## DATA IN THIS EXERCISE:

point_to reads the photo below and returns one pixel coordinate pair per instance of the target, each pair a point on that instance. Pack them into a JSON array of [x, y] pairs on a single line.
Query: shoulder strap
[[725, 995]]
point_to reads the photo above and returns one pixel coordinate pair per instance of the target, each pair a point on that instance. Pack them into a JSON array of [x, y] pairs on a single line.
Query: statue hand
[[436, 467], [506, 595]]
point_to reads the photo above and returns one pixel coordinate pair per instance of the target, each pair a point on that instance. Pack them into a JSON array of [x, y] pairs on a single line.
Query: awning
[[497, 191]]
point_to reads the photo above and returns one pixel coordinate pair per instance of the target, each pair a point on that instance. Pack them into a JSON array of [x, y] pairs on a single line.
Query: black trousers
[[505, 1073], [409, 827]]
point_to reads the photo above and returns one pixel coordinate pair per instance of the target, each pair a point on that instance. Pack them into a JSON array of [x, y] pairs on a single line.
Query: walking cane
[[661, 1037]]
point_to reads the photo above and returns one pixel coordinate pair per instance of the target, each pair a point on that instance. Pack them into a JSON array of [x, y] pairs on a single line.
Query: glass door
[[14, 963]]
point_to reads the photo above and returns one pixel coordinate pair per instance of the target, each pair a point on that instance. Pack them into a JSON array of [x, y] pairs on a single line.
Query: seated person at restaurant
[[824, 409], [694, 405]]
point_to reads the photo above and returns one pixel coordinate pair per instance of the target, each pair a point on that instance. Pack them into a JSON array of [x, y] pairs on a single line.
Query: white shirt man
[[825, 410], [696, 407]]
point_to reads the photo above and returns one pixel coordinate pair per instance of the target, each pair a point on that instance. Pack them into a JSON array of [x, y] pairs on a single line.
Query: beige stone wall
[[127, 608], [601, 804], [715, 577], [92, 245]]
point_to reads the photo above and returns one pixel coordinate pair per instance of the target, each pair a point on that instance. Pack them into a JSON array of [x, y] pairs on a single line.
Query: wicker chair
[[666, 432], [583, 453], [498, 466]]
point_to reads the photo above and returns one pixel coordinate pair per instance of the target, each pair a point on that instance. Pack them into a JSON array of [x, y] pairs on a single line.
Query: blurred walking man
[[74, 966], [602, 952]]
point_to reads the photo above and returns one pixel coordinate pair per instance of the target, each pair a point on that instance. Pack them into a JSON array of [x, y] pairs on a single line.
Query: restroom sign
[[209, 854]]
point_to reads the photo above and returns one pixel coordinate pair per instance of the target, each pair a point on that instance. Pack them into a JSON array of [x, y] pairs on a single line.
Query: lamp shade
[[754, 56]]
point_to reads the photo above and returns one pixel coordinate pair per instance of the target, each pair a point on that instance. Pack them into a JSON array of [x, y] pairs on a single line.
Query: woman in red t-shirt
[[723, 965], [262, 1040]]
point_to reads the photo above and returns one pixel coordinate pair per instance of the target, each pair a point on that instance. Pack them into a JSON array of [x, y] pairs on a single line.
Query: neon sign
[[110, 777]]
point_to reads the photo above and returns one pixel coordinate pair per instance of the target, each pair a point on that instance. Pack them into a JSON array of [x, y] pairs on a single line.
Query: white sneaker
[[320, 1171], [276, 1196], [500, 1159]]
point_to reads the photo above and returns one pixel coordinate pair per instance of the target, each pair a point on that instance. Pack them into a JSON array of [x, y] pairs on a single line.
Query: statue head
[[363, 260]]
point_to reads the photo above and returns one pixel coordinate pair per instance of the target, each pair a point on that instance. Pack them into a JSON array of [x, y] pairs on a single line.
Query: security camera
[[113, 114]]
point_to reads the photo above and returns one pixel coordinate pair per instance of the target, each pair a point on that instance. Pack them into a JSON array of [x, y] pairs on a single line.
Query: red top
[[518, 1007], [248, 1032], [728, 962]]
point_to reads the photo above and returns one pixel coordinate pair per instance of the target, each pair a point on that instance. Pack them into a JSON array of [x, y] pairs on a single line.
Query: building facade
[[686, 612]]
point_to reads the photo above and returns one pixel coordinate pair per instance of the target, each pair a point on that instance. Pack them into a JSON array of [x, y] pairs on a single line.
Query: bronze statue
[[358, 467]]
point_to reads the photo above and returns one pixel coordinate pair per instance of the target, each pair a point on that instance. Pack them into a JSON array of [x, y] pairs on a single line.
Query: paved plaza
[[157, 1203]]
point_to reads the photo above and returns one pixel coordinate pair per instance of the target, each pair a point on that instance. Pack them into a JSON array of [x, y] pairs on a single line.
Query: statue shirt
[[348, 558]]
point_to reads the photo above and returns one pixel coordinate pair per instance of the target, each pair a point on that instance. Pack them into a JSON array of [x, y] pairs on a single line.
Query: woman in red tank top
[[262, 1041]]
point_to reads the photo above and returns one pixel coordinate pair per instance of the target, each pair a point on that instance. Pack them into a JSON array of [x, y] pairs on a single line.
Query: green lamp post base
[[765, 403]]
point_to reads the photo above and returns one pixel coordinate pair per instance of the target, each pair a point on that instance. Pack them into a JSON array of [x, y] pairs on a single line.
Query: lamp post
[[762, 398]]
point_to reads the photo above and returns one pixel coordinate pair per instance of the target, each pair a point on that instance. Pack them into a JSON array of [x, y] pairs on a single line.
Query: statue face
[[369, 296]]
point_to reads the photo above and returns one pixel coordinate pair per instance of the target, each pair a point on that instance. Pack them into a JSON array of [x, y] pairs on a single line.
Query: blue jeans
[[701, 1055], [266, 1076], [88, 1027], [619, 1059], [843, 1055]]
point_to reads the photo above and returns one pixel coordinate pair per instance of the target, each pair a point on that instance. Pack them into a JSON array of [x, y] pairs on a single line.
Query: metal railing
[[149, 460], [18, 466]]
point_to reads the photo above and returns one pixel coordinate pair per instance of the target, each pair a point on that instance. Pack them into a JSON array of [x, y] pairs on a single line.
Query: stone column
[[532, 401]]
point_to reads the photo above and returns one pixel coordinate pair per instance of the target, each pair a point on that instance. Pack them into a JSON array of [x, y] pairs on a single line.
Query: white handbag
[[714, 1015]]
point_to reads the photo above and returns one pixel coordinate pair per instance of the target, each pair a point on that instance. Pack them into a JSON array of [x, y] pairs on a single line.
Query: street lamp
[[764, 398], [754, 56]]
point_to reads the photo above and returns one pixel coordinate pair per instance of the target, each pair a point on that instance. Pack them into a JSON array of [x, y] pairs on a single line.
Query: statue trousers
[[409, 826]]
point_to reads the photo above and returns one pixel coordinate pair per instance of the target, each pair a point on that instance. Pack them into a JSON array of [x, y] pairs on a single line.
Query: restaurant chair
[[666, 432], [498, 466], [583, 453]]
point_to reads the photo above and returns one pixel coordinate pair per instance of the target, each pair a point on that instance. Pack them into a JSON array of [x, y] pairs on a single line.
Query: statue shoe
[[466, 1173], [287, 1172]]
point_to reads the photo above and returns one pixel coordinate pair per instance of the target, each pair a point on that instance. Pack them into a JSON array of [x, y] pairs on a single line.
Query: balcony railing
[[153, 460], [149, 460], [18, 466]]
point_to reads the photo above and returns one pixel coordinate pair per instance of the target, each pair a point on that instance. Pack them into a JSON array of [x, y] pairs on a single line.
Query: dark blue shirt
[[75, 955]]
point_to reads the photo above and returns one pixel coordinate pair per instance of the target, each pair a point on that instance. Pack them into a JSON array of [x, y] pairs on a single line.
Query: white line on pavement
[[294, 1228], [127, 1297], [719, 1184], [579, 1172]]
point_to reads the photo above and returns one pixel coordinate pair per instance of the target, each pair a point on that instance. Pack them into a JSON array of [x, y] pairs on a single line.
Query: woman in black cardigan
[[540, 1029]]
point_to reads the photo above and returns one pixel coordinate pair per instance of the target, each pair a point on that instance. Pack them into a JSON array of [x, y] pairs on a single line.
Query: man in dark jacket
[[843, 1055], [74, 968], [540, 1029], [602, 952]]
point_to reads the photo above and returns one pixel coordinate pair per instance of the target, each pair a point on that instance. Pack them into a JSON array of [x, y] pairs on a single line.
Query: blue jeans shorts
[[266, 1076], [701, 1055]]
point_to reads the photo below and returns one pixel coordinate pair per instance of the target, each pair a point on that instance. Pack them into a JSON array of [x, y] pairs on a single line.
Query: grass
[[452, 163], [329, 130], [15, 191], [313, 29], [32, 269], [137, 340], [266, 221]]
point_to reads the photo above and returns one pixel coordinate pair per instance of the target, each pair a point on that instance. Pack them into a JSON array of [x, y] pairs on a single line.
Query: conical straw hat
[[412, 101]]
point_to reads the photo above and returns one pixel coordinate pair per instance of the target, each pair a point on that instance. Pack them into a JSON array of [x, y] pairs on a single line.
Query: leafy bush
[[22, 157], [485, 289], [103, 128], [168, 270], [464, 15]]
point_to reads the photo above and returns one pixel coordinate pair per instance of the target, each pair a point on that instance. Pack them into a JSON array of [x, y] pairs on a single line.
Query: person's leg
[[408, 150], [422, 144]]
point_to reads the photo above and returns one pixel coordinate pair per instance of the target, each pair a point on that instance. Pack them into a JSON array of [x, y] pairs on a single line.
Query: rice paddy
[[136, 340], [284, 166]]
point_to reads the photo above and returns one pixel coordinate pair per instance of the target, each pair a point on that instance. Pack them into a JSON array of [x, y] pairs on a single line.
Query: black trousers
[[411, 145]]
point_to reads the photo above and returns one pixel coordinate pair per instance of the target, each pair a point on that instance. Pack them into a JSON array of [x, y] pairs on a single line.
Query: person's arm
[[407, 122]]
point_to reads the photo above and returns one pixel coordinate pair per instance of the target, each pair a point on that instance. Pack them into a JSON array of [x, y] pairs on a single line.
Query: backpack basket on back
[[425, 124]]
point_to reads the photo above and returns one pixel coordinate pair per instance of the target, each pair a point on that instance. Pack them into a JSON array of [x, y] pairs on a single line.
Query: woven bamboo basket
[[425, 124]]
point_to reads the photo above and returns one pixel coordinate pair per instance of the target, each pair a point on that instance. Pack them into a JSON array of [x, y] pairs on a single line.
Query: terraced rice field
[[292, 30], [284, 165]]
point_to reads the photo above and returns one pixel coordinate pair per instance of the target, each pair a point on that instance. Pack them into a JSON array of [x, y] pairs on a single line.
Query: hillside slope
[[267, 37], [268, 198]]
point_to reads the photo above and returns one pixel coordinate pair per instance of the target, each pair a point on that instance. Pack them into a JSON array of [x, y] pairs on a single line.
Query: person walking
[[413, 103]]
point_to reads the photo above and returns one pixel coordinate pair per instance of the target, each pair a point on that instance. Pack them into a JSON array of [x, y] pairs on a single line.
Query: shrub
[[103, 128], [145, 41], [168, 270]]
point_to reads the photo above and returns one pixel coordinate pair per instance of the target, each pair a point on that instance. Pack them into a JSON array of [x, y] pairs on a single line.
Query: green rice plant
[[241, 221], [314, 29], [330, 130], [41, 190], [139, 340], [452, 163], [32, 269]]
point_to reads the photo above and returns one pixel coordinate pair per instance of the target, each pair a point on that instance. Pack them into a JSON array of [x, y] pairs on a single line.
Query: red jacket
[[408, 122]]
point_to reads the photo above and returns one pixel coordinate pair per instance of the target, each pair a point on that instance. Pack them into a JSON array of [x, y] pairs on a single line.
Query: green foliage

## EXERCISE:
Extract each line of the records containing the string "shirt".

## SOLUTION TO THIS TASK:
Query: white shirt man
Query: woman in red t-shirt
Query: statue shirt
Query: dark blue shirt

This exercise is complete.